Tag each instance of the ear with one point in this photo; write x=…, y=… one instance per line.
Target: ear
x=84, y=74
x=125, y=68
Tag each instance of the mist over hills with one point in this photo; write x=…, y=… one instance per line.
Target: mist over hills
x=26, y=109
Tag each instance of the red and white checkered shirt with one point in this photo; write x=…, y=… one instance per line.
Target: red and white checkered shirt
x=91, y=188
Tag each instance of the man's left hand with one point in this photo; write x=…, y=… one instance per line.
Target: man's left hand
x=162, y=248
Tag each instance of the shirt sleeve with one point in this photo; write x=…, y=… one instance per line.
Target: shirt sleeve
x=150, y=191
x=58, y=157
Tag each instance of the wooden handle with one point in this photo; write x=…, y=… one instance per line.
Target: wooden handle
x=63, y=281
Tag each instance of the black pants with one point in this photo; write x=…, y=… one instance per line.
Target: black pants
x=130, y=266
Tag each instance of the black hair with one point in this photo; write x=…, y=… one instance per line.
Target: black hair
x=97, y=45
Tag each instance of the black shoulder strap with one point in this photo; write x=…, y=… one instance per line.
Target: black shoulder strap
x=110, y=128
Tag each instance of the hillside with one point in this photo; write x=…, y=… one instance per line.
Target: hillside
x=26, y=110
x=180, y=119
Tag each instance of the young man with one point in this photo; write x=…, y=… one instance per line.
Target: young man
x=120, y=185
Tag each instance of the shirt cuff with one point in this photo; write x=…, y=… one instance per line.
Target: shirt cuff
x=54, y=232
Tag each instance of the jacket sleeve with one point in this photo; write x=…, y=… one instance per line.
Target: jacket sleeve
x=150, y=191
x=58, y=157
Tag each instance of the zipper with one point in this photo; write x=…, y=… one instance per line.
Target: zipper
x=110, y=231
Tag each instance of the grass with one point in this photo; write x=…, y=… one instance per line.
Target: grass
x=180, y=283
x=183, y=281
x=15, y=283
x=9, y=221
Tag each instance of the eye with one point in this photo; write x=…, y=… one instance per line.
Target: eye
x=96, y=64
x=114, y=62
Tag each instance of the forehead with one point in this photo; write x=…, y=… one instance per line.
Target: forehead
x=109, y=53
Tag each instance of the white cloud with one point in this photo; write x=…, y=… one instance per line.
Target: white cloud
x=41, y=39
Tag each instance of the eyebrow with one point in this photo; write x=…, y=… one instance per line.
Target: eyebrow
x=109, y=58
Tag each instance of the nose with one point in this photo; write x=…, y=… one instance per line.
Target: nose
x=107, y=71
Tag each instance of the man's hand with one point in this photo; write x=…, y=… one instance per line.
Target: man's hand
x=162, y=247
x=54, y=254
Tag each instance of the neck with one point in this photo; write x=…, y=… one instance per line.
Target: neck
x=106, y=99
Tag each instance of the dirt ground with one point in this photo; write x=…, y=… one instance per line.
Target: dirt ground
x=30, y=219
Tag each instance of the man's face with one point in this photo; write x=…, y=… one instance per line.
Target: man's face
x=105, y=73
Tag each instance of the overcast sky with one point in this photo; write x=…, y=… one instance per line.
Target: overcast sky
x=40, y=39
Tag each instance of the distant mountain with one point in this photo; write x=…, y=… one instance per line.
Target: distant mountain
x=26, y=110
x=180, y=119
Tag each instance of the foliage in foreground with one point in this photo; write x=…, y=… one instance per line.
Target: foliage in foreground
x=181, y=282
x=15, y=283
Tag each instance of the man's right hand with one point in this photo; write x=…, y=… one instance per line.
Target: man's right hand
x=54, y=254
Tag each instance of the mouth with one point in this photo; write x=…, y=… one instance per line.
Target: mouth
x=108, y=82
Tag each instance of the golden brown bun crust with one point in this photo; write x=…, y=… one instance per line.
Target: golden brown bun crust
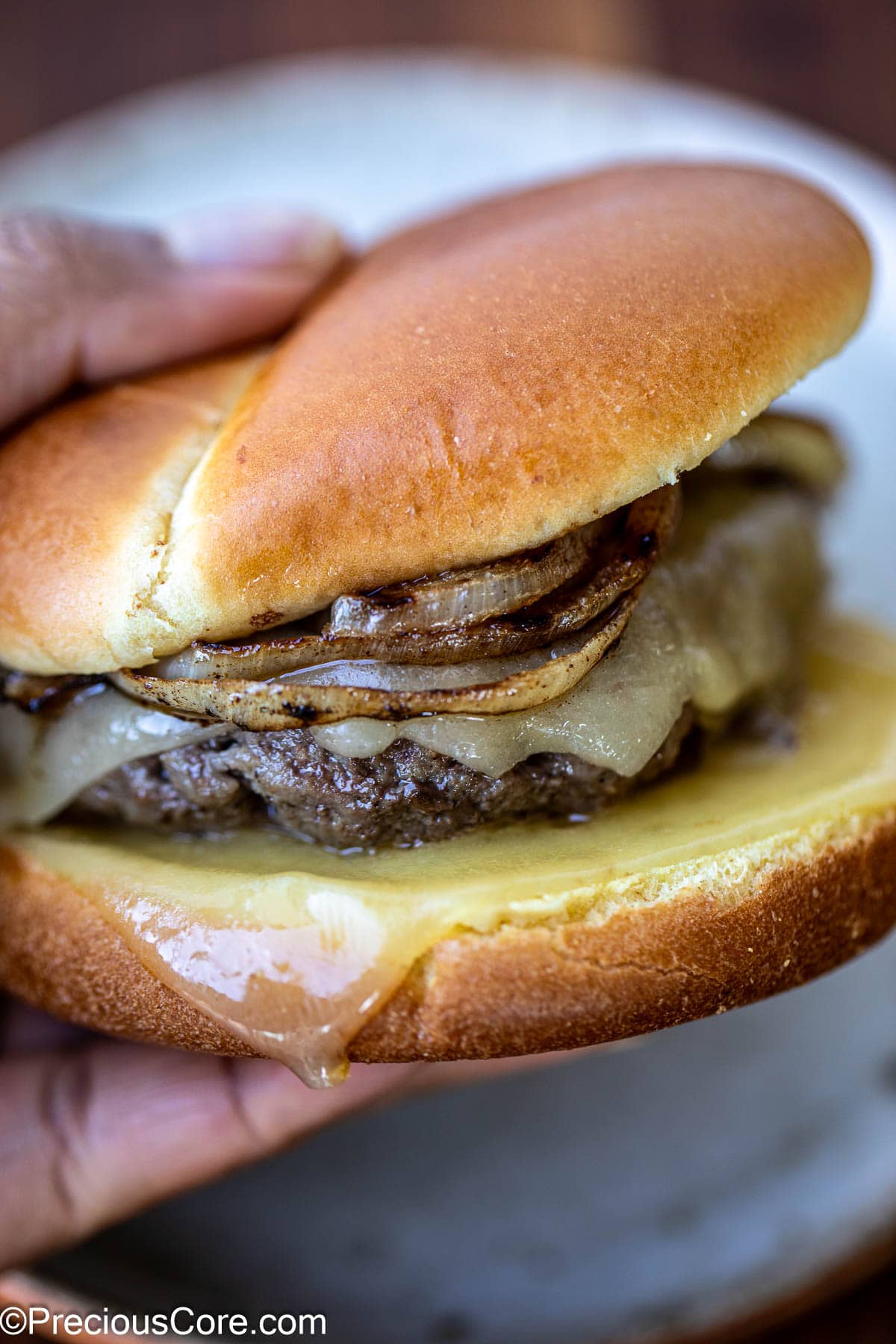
x=474, y=386
x=516, y=991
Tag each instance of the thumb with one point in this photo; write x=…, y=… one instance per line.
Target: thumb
x=87, y=302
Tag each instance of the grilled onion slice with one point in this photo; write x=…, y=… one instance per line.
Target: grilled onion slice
x=281, y=705
x=622, y=562
x=467, y=597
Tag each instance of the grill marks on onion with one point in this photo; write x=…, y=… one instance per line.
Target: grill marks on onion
x=575, y=624
x=467, y=597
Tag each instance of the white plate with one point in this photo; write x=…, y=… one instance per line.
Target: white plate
x=719, y=1169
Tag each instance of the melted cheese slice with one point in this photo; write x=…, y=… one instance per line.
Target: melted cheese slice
x=294, y=948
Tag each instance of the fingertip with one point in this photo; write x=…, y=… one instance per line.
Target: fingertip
x=257, y=237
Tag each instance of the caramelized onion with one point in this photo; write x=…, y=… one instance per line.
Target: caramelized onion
x=622, y=562
x=465, y=597
x=280, y=705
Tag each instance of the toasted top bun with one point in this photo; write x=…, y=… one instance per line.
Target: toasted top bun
x=704, y=937
x=476, y=386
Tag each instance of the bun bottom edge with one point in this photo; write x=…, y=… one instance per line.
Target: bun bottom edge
x=702, y=949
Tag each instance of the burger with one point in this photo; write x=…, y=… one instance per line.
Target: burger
x=452, y=680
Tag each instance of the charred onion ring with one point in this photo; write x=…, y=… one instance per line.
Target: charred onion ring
x=623, y=562
x=280, y=705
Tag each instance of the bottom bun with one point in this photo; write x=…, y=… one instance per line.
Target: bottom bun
x=718, y=934
x=747, y=875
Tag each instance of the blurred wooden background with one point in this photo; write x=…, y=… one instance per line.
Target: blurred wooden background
x=829, y=60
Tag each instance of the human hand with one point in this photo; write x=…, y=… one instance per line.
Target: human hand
x=92, y=1129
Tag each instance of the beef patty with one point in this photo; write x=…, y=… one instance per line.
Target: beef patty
x=403, y=796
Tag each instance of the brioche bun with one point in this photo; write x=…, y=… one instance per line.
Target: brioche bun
x=473, y=388
x=684, y=942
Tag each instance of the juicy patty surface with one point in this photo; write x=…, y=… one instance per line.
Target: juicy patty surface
x=403, y=796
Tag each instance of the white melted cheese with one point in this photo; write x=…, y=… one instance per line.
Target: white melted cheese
x=719, y=620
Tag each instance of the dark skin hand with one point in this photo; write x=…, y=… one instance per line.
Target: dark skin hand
x=94, y=1129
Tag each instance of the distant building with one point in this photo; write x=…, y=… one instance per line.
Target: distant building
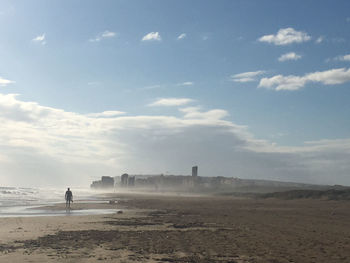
x=124, y=180
x=105, y=182
x=195, y=171
x=131, y=181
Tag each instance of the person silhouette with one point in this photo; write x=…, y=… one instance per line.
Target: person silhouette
x=69, y=198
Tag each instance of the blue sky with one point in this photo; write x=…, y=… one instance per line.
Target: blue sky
x=273, y=75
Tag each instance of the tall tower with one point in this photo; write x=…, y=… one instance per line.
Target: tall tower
x=195, y=171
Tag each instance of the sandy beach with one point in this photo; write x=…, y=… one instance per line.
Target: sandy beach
x=160, y=228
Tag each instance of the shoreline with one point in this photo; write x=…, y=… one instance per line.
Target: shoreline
x=185, y=229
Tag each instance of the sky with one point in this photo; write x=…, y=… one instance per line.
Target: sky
x=253, y=89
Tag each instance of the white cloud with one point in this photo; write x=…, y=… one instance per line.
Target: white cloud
x=103, y=35
x=328, y=77
x=319, y=40
x=40, y=39
x=54, y=147
x=5, y=82
x=181, y=36
x=343, y=58
x=171, y=102
x=106, y=114
x=156, y=86
x=186, y=83
x=289, y=56
x=286, y=36
x=247, y=76
x=152, y=36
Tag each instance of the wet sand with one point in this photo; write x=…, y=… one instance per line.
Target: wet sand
x=185, y=229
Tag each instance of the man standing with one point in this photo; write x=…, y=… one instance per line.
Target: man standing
x=69, y=198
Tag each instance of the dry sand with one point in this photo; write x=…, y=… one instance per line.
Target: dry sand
x=185, y=229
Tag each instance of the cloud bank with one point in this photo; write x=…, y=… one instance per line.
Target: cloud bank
x=286, y=36
x=289, y=56
x=291, y=82
x=152, y=36
x=247, y=76
x=48, y=146
x=103, y=35
x=171, y=102
x=5, y=82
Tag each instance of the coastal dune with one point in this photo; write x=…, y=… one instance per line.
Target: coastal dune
x=147, y=228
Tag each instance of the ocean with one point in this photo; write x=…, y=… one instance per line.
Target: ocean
x=20, y=201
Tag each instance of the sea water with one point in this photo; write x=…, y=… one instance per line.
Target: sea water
x=20, y=202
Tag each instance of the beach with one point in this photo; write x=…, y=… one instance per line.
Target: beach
x=180, y=228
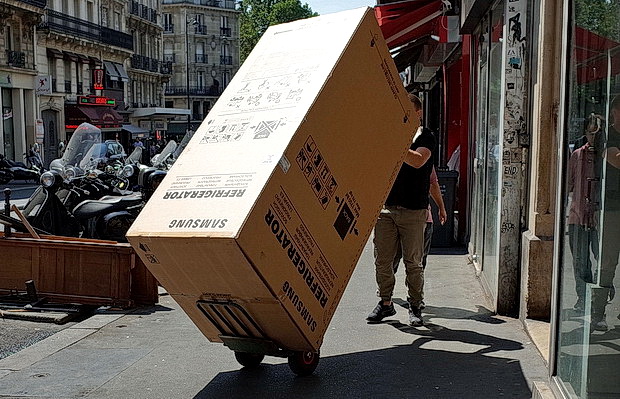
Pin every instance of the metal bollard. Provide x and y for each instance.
(7, 210)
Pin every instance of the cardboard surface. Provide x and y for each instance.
(271, 203)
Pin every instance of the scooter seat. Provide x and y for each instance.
(109, 203)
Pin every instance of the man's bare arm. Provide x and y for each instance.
(613, 157)
(417, 158)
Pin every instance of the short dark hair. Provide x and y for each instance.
(415, 100)
(615, 103)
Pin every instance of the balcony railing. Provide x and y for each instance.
(193, 91)
(150, 64)
(16, 58)
(165, 68)
(200, 29)
(67, 24)
(36, 3)
(228, 4)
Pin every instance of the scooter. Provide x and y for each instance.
(106, 218)
(18, 170)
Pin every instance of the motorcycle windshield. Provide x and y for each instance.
(183, 144)
(83, 138)
(159, 160)
(135, 157)
(101, 154)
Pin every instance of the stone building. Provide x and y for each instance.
(83, 48)
(201, 39)
(18, 66)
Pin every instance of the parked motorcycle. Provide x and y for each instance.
(33, 159)
(16, 170)
(87, 151)
(108, 217)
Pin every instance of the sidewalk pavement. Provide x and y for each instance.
(463, 351)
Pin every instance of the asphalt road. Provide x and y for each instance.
(16, 335)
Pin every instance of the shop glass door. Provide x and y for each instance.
(588, 324)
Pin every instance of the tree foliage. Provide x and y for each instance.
(258, 15)
(599, 16)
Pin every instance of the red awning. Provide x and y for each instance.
(591, 53)
(405, 21)
(97, 115)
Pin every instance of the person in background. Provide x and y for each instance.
(584, 171)
(62, 146)
(435, 192)
(402, 221)
(605, 291)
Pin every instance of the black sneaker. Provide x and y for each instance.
(599, 323)
(381, 311)
(579, 305)
(415, 317)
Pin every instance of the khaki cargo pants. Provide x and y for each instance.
(395, 224)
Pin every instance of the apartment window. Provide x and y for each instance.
(8, 37)
(104, 16)
(201, 79)
(90, 11)
(168, 22)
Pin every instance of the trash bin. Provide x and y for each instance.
(443, 236)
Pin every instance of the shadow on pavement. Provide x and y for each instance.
(483, 315)
(423, 369)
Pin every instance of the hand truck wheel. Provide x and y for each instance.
(303, 363)
(249, 360)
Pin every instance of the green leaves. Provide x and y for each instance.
(258, 15)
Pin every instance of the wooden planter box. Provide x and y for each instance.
(70, 270)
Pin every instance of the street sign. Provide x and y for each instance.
(39, 131)
(43, 85)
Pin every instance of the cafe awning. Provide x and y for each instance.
(110, 69)
(121, 72)
(144, 112)
(136, 131)
(405, 21)
(102, 117)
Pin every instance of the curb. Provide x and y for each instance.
(57, 342)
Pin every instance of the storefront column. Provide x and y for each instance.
(514, 155)
(537, 250)
(19, 124)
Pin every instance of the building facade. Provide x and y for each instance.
(201, 40)
(148, 71)
(84, 51)
(18, 66)
(539, 94)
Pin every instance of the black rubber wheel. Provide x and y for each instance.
(303, 363)
(249, 360)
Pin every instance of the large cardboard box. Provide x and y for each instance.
(258, 226)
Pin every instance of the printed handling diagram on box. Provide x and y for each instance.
(270, 92)
(317, 172)
(236, 129)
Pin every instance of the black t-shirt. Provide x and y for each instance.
(411, 188)
(612, 177)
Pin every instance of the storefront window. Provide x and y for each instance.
(487, 145)
(588, 347)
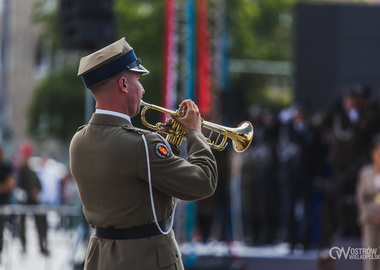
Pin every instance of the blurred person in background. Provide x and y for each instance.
(343, 127)
(7, 184)
(368, 203)
(260, 194)
(50, 173)
(301, 153)
(30, 183)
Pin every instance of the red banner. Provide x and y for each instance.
(204, 93)
(168, 98)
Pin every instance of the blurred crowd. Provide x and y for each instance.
(297, 182)
(299, 177)
(29, 182)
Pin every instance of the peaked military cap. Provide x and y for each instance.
(108, 62)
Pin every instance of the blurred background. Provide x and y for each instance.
(305, 73)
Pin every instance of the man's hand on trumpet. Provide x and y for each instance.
(192, 118)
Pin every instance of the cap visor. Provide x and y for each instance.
(140, 69)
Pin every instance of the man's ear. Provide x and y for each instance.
(123, 84)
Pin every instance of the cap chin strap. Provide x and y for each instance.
(151, 192)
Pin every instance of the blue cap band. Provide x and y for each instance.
(108, 71)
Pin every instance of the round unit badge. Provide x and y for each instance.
(162, 150)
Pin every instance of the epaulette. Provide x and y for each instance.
(137, 130)
(81, 127)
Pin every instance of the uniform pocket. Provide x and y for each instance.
(169, 255)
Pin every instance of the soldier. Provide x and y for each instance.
(127, 177)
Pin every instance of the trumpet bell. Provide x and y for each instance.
(241, 136)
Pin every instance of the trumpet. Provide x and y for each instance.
(241, 136)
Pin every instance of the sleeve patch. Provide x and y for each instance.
(162, 150)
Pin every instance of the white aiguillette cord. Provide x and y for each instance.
(151, 192)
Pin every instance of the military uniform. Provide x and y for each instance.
(109, 164)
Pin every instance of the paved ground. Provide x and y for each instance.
(197, 256)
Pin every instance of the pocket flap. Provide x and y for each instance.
(168, 255)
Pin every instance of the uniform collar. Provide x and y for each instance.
(110, 120)
(100, 111)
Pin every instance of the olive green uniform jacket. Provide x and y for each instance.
(108, 162)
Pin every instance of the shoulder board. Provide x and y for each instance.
(137, 130)
(81, 127)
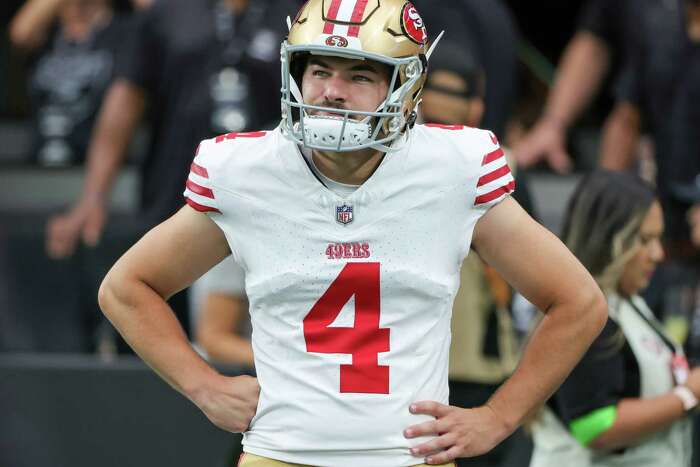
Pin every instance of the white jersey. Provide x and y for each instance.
(350, 298)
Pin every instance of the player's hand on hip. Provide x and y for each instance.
(231, 403)
(460, 432)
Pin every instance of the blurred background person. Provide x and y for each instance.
(485, 347)
(605, 38)
(489, 30)
(221, 322)
(73, 47)
(657, 93)
(626, 403)
(198, 68)
(221, 327)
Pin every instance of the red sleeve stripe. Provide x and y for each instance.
(199, 170)
(200, 190)
(492, 156)
(201, 207)
(497, 193)
(489, 177)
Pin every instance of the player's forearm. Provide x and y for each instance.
(30, 26)
(150, 327)
(556, 346)
(120, 114)
(580, 73)
(638, 418)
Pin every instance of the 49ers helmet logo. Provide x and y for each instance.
(336, 41)
(413, 25)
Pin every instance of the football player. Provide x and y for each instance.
(351, 223)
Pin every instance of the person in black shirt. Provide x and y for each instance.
(198, 68)
(625, 403)
(655, 94)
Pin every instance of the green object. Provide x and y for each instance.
(587, 428)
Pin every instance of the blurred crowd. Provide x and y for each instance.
(100, 73)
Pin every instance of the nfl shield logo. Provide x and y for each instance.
(343, 214)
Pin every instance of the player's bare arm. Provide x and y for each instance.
(166, 260)
(540, 267)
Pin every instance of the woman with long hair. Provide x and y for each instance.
(626, 402)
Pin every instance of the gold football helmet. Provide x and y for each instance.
(387, 31)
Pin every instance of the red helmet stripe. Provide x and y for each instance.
(357, 15)
(332, 14)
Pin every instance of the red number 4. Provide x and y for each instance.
(364, 340)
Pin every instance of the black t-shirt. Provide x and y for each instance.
(180, 49)
(67, 83)
(607, 373)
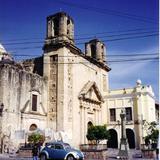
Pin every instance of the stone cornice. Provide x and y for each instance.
(59, 44)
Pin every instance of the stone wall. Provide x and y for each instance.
(16, 89)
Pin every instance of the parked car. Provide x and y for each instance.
(60, 151)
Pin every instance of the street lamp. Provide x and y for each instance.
(1, 109)
(123, 150)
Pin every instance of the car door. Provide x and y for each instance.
(59, 152)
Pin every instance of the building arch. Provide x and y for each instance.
(89, 124)
(113, 140)
(131, 138)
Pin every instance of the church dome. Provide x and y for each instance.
(2, 49)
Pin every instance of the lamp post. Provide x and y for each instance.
(1, 134)
(123, 150)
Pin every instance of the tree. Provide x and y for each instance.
(36, 138)
(97, 133)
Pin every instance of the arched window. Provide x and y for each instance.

- - - - -

**WHAT TO WORK ON**. Everything from the line with "Pin every instance of the stone wall." through the last line of the data is to be retyped verbatim, with no other text.

**ANSWER FOR THIS EXERCISE**.
Pin every instance of the stone wall. Provide x and y for each instance.
(16, 89)
Pin every instance of the parked car. Provide x and y for each instance.
(60, 151)
Pin every instance of the street lamp. Provide x and y for each instance.
(1, 109)
(123, 150)
Pin every instance of the car door. Provide x and y for each instance.
(59, 152)
Pin every instance of the building arch. Provide x and y for each instance.
(89, 124)
(113, 140)
(131, 138)
Pin every instance of the church dome. Provide x and y for each instance.
(2, 49)
Pin every instance of the lamp post. Provide x and y for each instance.
(1, 134)
(123, 150)
Pin every instance of the tree. Provide x and y for each instance.
(36, 138)
(97, 133)
Pin every instance of the arched window. Provide x and y for each instance.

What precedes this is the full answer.